Net Carbs Calculator
Work out net carbs from a US nutrition label. Enter total carbohydrate, fiber, and sugar alcohols in grams per serving, choose the sweetener type (erythritol and allulose subtract fully; maltitol-type only half), and set how many servings you ate.
Example: with Total carbohydrate (g per serving) 30 · Dietary fiber (g) 12 · Sugar alcohols / allulose (g) 5 · Sweetener type Erythritol or allulose — subtract 100% · Servings eaten 1 → Net carbs (what you ate): 13 g net carbs.
- Net carbs per serving13 g per serving
- Share of a 20 g/day strict keto budget65% of 20 g
Computed by the calculator below using its default values. Change any input to see your own numbers.
Net carbs = total carbs − fiber − sugar alcohols (100% for erythritol/allulose, 50% for maltitol-type). A convention of low-carb dieting, not an FDA-defined value.
What counting 'net' actually assumes
US nutrition labels fold fiber and sugar alcohols into Total Carbohydrate, even though your body extracts little or no glucose from them. Net carbs back those grams out to approximate the carbs that actually move blood sugar: subtract all the fiber, subtract all of erythritol or allulose (they pass through almost unmetabolized), but only half of maltitol-type sugar alcohols — maltitol has a glycemic index around 35, which is why 'sugar-free' candy can stall a keto diet.

┄┄┄┄┄┄┄┄┄┄┄┄┄┄┄┄┄┄┄┄

Tasks to perform:
a) Which inputs does the net carbs calculator ask you to enter or choose?
b) From the net carbs calculator, return the passage that begins at the words "Example: with Total" and stops after the words "an FDA-defined value.".
c) According to the net carbs calculator, what is maltitol's approximate glycemic index?
The rows that follow have nothing to do with any of this.

┄┄┄┄┄┄┄┄┄┄┄┄┄┄┄┄┄┄┄┄

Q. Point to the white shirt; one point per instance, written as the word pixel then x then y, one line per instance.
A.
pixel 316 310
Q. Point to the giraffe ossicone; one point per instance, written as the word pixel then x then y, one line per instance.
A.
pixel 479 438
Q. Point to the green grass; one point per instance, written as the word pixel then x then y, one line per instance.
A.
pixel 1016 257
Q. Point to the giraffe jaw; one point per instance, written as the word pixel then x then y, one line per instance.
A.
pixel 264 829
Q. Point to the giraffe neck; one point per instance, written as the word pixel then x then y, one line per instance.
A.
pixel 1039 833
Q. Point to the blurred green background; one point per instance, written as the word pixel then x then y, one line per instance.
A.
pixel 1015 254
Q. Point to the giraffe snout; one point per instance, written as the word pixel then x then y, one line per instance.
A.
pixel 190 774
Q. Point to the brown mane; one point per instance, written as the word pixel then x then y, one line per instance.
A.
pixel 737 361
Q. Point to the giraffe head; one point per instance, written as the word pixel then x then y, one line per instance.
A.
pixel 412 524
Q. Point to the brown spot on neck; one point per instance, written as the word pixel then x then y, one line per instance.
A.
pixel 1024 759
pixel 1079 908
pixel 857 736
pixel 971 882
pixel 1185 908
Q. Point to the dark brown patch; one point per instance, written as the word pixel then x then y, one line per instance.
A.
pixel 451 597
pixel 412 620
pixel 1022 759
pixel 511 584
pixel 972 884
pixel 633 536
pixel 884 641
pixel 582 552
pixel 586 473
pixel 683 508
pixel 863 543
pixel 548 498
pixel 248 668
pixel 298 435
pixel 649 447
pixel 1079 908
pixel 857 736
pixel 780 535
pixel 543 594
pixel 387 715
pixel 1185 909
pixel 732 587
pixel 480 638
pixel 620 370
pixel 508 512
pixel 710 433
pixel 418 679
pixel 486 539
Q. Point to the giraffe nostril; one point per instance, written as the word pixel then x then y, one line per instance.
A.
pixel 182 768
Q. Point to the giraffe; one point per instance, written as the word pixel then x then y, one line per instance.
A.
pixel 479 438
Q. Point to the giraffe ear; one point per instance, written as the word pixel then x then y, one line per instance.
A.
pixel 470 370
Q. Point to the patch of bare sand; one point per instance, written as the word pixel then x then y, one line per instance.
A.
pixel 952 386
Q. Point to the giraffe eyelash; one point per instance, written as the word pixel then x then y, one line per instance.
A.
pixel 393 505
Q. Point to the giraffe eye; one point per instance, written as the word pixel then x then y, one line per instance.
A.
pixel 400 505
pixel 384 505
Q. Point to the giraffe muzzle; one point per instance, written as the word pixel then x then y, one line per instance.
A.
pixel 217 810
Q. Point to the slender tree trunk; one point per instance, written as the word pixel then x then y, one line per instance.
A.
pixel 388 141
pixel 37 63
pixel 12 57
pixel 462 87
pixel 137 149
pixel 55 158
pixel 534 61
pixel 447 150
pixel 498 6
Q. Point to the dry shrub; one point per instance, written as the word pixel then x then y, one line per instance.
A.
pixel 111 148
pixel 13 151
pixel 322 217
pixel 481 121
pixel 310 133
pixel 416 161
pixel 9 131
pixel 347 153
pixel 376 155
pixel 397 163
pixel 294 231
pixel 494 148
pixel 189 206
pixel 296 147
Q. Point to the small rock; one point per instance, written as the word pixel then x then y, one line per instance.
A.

┄┄┄┄┄┄┄┄┄┄┄┄┄┄┄┄┄┄┄┄

Answers for this exercise:
a) Total carbohydrate, fiber, sugar alcohols, sweetener type, and the number of servings eaten.

b)
Example: with Total carbohydrate (g per serving) 30 · Dietary fiber (g) 12 · Sugar alcohols / allulose (g) 5 · Sweetener type Erythritol or allulose — subtract 100% · Servings eaten 1 → Net carbs (what you ate): 13 g net carbs.
- Net carbs per serving13 g per serving
- Share of a 20 g/day strict keto budget65% of 20 g
Computed by the calculator below using its default values. Change any input to see your own numbers.
Net carbs = total carbs − fiber − sugar alcohols (100% for erythritol/allulose, 50% for maltitol-type). A convention of low-carb dieting, not an FDA-defined value.

c) Around 35.